PROBLEM TO WORK ON>
Work out how many lines in the entries below include the word "purple". Give nothing but the number.

(Items from a dataset)
· · · · · · ·
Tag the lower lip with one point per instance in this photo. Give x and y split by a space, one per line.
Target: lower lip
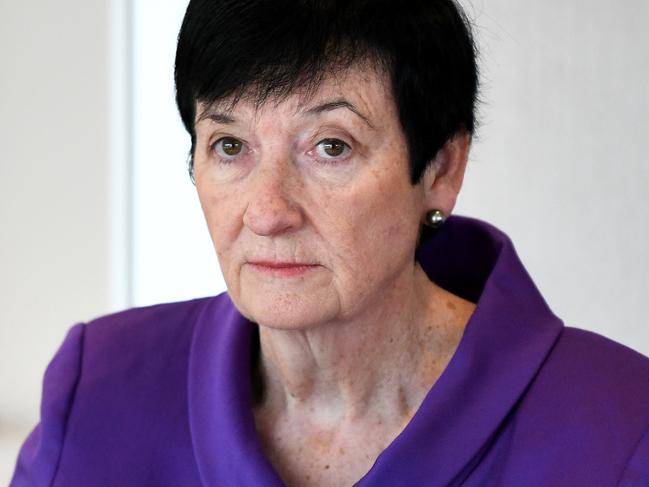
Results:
288 271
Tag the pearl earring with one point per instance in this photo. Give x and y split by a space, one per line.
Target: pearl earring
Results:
435 218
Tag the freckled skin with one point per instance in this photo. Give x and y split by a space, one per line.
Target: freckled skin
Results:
350 348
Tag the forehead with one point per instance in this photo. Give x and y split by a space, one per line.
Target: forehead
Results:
365 87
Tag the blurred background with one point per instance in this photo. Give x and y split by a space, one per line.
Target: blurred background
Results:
97 213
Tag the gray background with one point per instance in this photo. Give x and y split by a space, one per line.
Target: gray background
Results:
560 164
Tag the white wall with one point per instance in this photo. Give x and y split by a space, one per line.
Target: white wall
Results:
560 165
56 261
561 162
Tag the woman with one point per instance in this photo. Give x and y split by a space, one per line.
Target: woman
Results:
364 338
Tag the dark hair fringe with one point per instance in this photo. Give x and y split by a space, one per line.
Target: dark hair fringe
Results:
274 48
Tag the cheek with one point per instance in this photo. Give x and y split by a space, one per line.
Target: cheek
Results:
220 211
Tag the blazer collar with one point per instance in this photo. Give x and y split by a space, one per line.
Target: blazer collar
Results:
504 345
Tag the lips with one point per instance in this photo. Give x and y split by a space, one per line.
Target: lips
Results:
282 269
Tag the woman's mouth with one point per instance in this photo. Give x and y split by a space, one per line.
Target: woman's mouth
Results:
282 269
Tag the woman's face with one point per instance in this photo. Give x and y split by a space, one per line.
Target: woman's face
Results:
321 181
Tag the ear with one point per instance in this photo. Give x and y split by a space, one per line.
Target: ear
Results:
443 178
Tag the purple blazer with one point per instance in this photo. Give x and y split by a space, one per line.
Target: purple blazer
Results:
161 396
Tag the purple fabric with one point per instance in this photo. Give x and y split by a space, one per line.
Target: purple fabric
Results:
161 396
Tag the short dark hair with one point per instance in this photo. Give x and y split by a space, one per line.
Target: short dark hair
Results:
262 48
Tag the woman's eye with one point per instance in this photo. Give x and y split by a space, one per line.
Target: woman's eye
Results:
329 148
228 147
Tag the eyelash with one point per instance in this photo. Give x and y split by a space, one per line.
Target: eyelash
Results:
225 159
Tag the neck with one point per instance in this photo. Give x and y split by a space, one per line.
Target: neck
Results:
383 361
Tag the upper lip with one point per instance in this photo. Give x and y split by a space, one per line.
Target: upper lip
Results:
279 265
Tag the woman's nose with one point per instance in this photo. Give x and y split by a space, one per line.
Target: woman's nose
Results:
272 208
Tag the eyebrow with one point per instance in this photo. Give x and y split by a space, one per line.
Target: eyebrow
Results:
210 113
335 104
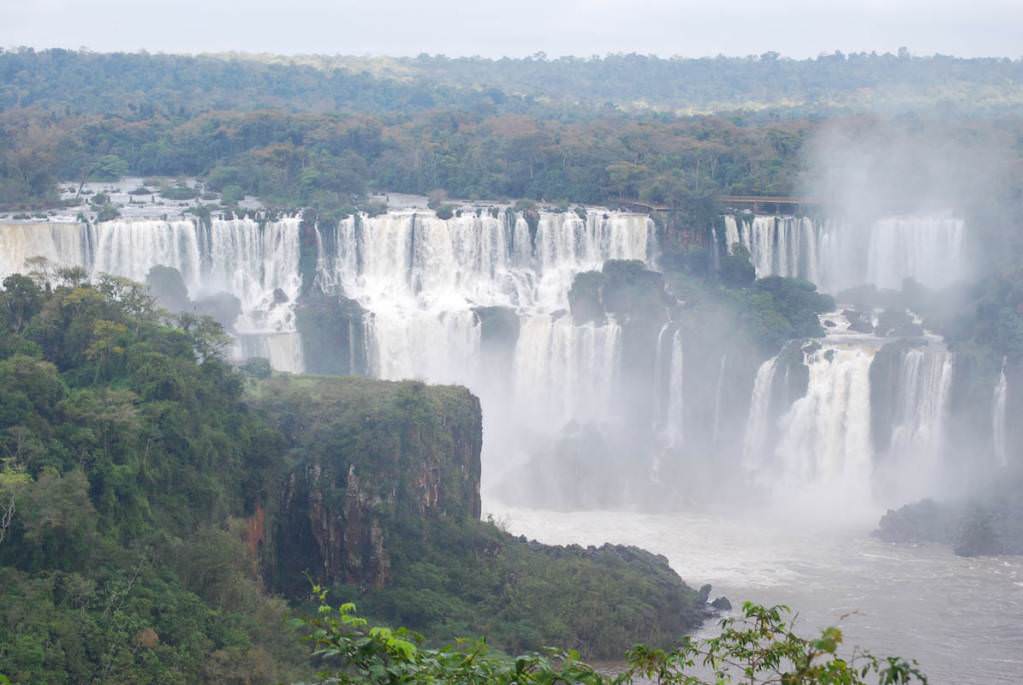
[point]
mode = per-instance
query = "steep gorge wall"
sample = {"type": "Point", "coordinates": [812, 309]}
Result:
{"type": "Point", "coordinates": [365, 459]}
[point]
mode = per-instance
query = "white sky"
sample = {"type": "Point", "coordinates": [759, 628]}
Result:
{"type": "Point", "coordinates": [518, 28]}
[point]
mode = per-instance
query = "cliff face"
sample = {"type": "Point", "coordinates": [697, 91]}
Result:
{"type": "Point", "coordinates": [367, 459]}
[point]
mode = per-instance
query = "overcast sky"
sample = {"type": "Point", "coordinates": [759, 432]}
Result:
{"type": "Point", "coordinates": [517, 28]}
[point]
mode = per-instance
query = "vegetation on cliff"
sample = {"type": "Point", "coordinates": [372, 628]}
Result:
{"type": "Point", "coordinates": [393, 470]}
{"type": "Point", "coordinates": [147, 504]}
{"type": "Point", "coordinates": [761, 647]}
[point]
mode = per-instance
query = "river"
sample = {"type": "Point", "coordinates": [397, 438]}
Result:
{"type": "Point", "coordinates": [961, 618]}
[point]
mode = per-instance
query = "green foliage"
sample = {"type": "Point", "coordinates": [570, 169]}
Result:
{"type": "Point", "coordinates": [758, 648]}
{"type": "Point", "coordinates": [126, 447]}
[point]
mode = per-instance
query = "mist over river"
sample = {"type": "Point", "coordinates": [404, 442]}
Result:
{"type": "Point", "coordinates": [961, 618]}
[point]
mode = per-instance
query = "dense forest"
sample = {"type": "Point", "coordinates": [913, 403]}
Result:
{"type": "Point", "coordinates": [152, 498]}
{"type": "Point", "coordinates": [298, 135]}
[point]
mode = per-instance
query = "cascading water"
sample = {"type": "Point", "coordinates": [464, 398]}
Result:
{"type": "Point", "coordinates": [60, 243]}
{"type": "Point", "coordinates": [919, 418]}
{"type": "Point", "coordinates": [758, 424]}
{"type": "Point", "coordinates": [999, 418]}
{"type": "Point", "coordinates": [669, 380]}
{"type": "Point", "coordinates": [821, 448]}
{"type": "Point", "coordinates": [826, 436]}
{"type": "Point", "coordinates": [838, 255]}
{"type": "Point", "coordinates": [421, 278]}
{"type": "Point", "coordinates": [258, 263]}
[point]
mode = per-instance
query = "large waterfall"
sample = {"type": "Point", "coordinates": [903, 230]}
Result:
{"type": "Point", "coordinates": [482, 299]}
{"type": "Point", "coordinates": [256, 262]}
{"type": "Point", "coordinates": [423, 279]}
{"type": "Point", "coordinates": [824, 445]}
{"type": "Point", "coordinates": [838, 255]}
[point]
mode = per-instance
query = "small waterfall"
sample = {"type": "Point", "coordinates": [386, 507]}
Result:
{"type": "Point", "coordinates": [718, 392]}
{"type": "Point", "coordinates": [257, 264]}
{"type": "Point", "coordinates": [826, 436]}
{"type": "Point", "coordinates": [661, 379]}
{"type": "Point", "coordinates": [999, 418]}
{"type": "Point", "coordinates": [758, 422]}
{"type": "Point", "coordinates": [420, 278]}
{"type": "Point", "coordinates": [64, 244]}
{"type": "Point", "coordinates": [564, 371]}
{"type": "Point", "coordinates": [926, 248]}
{"type": "Point", "coordinates": [838, 255]}
{"type": "Point", "coordinates": [918, 424]}
{"type": "Point", "coordinates": [673, 426]}
{"type": "Point", "coordinates": [131, 248]}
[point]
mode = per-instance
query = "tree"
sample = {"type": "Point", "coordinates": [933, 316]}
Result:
{"type": "Point", "coordinates": [758, 648]}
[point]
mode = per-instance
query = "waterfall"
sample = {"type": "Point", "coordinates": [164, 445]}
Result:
· · · · · · ·
EXERCISE ANSWER>
4